Here’s my moonlight serenade (theme and variations) designed to enchant the ear and enlighten the soul of both seasoned and novice devotees of this noble art.
Across
1 WHISTLED blew
THE, WILD and S(outherly) winds (pronounce it with a long I), Ah, Kathleen Ferrier, contralto accompaniment to my youth.
9 EMPANADA Fried dish
A Spanish turnover of variable content sometimes fried. Here the recipe is add MADE to A PAN and cook gently. The PAN doesn’t break up at all, which slightly threw me, but que sera.
10 DALE depression
Ignore the “leads to”. ALE is your beer, and pick a note from the usual seven. Unlucky if you went alphabetical and stopped at B: it’s not much of a stretch from “misery, woe” to depression, though Chambers says it’s archaic.
11 PASSE-PARTOUT
You may have heard of him from such epics as “Around the World in 80 Days”, but it’s also a master key (natch) and, bizarrely, sticky tape holding a picture to a frame. PASSE obsolete, PART component, OUT misaligned
13 SPLEEN Bad temper
Witnessed gives SEEN, wrapped aroung P(arking) and L(earner). Too readily conjures up a scene at the roadside.
14 CANBERRA capital
Will always be for me the Airfix kit of the famous liner and veteran of the Falklands, all those fiddly rear decks to paint before assembly. Tin CAN, fruit shortly BERR(y), plus start of Autumn. G’day.
15 STUDIED Deliberately contrived
“A studied air of nonchalance”. Stop working DIE, “crossed” by centre-of-a-shield boss STUD.
16 SPUTNIK Spacecraft
The beep that shook the world. PUTS in orbit (might be more than just anagram) plus KIN family reading from the East.

WHAT TO DO
Write the next part of the crossword commentary, picking up after its last line. You won't need the material.

RECORDED DATA
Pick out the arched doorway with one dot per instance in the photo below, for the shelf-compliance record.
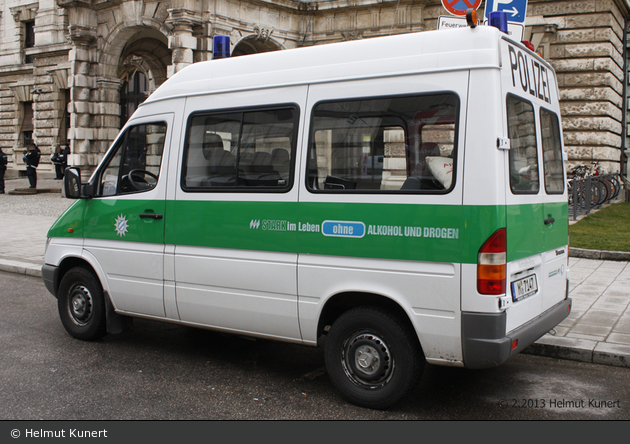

RESULT BELOW
20 TRIPWIRE security barrier
TRIPE rubbish wrapped around W(ith) – so easily overlooked – and Infra Red
22 ICE TEA “a drink…
…with frozen jam and bread”. I so wanted to add a D as I thought Lipton’s did, but apparently they don’t care either. Kill ICE (slang), vacant T(im)E and A. So I can’t really have the A in the definition, then. That brings us back to D’oh.
23 INVESTIGATOR Sleuth
A neat anagram of OR AGENT VISIT
25 GRIN broad smile
Corn is one variety of GRAIN, from which you remove the A as instructed
26 CHACONNE dance
Tea is CHA, joined by a tailless CONNED derived from fiddled. Whether or not you like this entry is a matter of taste. “… à son goût“?
27 DETONATE go off
Romantic engagement is DATE, and the school ETON. Well, it could hardly be Charterhouse.
Down
2 HEATSPOT Sensitive area
Apparently as in part of the skin sensitive to heat. Take the word OSTEOPATH, remove an O(ver), and mix.
3 SHEPHERD’S PIE mince cooked with potatoes
A SHEPHERD is a tender (of sheep, surprisingly), add SPIE(d) for seen mostly.
4 LAUSANNE Swiss city
Generous of the setter to narrow it down a bit. The rather gruesome (S)USAN in LANE
5 DEFENCE protection
I biffed a dodgy American DEFENSE, (saw the marshland, thought Fens). It’s a singular FEN, the C derives from about (circa) and DEE is the river both cut into.
6 SPRAIN wrench
Any old turner’s motion is SPIN, an artist is an R(oyal) A(cademician)
7 IAGO bad character
The villain from Othello, hidden in the bad girls from Lear.
8 FASTBACK Style of car
In fashion again provides BACK, FAST for fleet (adj) precedes.
12 THEATRE ORGAN Screen instrument
A cutesy definition, backed up by THEATRE for where doctors operate and heart as a species of ORGAN. Hands up if you tried to put an anagram of heart in there.
15 SET PIECE formal speech
Placed SET, Queen (on a chessboard) PIECE
17 POINT OUT Direct attention to
A POINT is a head when part of the lanscape, and openly gay provides OUT.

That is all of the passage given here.